Set problem a
List each line of the records below that contains the word "house".
##### Selection #####
Nicholas’s audience then begins to REALLY stalk Ali, who no longer has the support of the public on her side. In fact, with every new video Ali posts of someone stalking her, the internet makes fun of her, calling her mentally disturbed and desperate for attention.

Then things get really weird, as videos start appearing online of Ali’s stalkers dressing in cloaks and sneaking into her house where they video her sleeping. It’s not too long after that that Ali disappears. The police have no leads to go on. The public accuses Drew. But what our documentarians, the ones who have told us this story, are about to find out, is that Ali’s disappearance may be due to something… otherworldly.

Oh man how I was rooting for this one!

It started off strong. Like I said – we’ve got a familiar story told in an unfamiliar way. And the writer seemed to understand the world he was documenting. Influencers have a very unique and weird life. And I felt Tague did a good job of capturing that. For example, when Ali gets caught for faking the second video, the solution isn’t to come clean. It’s to “come clean for the views.” She’s more than happy to apologize, but only because apology videos get a lot of views.
#####
Set problem b
Translate this sentence from the review into Spanish: "The police have no leads to go on."
##### Material #####
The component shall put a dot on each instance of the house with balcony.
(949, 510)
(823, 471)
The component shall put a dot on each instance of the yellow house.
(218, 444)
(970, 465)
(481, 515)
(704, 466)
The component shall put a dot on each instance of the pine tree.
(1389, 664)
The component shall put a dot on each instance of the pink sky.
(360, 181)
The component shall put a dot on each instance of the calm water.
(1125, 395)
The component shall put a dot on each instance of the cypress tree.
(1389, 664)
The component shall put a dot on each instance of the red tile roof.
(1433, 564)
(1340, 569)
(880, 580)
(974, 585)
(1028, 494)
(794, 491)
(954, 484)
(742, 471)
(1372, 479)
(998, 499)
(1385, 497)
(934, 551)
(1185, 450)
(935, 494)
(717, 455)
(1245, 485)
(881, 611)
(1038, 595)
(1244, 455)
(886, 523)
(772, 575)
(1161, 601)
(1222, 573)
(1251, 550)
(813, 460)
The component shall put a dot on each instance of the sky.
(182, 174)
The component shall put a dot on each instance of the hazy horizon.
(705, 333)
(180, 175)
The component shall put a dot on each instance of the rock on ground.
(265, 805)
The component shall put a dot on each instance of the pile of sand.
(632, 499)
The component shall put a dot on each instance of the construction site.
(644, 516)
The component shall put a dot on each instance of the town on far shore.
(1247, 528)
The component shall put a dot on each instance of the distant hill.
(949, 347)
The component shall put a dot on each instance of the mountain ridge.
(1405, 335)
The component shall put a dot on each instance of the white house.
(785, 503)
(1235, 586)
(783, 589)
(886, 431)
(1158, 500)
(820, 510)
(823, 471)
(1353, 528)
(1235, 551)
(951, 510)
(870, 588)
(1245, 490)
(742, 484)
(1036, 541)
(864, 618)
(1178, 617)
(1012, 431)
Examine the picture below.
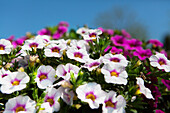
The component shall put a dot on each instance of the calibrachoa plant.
(83, 71)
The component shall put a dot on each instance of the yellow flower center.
(42, 77)
(114, 74)
(18, 109)
(50, 101)
(110, 104)
(15, 83)
(91, 96)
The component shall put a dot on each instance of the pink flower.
(115, 50)
(44, 32)
(143, 54)
(59, 33)
(62, 23)
(166, 83)
(118, 40)
(125, 34)
(133, 44)
(155, 43)
(159, 111)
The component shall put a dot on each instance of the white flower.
(80, 44)
(5, 46)
(67, 95)
(92, 64)
(78, 55)
(114, 74)
(82, 31)
(91, 93)
(15, 81)
(113, 104)
(46, 108)
(4, 73)
(64, 71)
(44, 38)
(160, 61)
(117, 59)
(92, 34)
(54, 50)
(33, 43)
(20, 104)
(52, 97)
(45, 76)
(142, 89)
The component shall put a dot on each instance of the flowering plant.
(87, 70)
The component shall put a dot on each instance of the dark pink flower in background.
(60, 31)
(142, 54)
(107, 48)
(159, 111)
(118, 40)
(63, 23)
(109, 31)
(115, 50)
(125, 33)
(11, 38)
(163, 52)
(44, 32)
(166, 83)
(101, 29)
(133, 44)
(155, 43)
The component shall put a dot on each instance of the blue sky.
(20, 16)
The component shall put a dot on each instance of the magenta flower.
(155, 43)
(159, 111)
(166, 83)
(133, 44)
(62, 23)
(143, 54)
(115, 50)
(125, 34)
(118, 40)
(44, 32)
(11, 38)
(59, 33)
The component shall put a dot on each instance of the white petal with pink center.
(78, 44)
(117, 59)
(15, 81)
(5, 46)
(114, 74)
(54, 50)
(91, 93)
(20, 104)
(113, 104)
(33, 43)
(52, 97)
(92, 34)
(160, 61)
(44, 38)
(45, 76)
(142, 89)
(65, 70)
(4, 73)
(92, 64)
(80, 55)
(67, 95)
(82, 31)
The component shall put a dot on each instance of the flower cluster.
(87, 70)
#####
Full output a
The component shall put a dot on each instance of the house with balcony.
The component shall put a dot on each instance of the yellow house.
The component shall put a dot on each instance of the white house.

Full output b
La policía no tiene pistas que seguir.